Anyway, O&M is the problem for the guy trying to get the next decade's budget approved so if the upkeep is more expensive, hey at least I got this thing built.

2 comments

Yes, this is called electrochemical cleaning. If you don't do that then the weld will be more vulnerable to oxidization because the protective layer that forms on stainless steel will be damaged and upset by the welding process leaving some of the iron in the steel directly exposed to the environment. This then can cause pitting of the surface, which is the beginning of the end.

For such a process to be effective it has to be done immediately after welding. You can use it to try to repair something that is already rust damaged but in my experience the gain from that is mostly a stay of execution, not a perfect solution.

    Anyway, O&M is the problem for the guy trying to get 
    the next decade's budget approved
This is why democracy, while far better than the alternatives, still absolutely sucks.

It's a system explicitly designed to be short-sighted. There is massive disincentive to produce systems and infrastructure that will actually work some distance into the future. The only incentive for politicians is either (a) merely look like they're doing something (b) produce the fastest, cheapest possible thing that they can take credit for when they're up for re-election.

Democracy would only really thrive if the public valued the future, and had some reliable way of judging how our politicians' solutions actually benefit the future. (ex: I value the future, but if we build a bridge today I have no way of judging if it's built to last for 5 years or 500 years)

> ...democracy... It's a system explicitly designed to be short-sighted.

It's not explicitly designed for that. It's designed to avoid concentration and abuse of power, peaceful transition of power, and to create some level of fairness.

Democracy wasn't designed to produce the best society or the most wealthy society.

# Extracted material
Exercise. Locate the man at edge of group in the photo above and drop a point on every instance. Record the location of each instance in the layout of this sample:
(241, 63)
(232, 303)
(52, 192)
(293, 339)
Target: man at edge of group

# Challenge 1
Using the comment thread, explain in one to three sentences why a stainless steel weld that has not received electrochemical cleaning is more vulnerable to oxidization.
# Challenge 2
In the comment thread, what name is given to the cleaning process applied to stainless steel after welding?
# Challenge 3
From the comment thread, repeat word for word the stretch from "For such a process" through "a perfect solution.".

# Written reply 1
Welding damages and upsets the protective layer that forms on stainless steel. This leaves some of the iron in the steel directly exposed to the environment, so the weld is more prone to oxidization.

# Written reply 2
Electrochemical cleaning.

# Written reply 3
For such a process to be effective it has to be done immediately after welding. You can use it to try to repair something that is already rust damaged but in my experience the gain from that is mostly a stay of execution, not a perfect solution.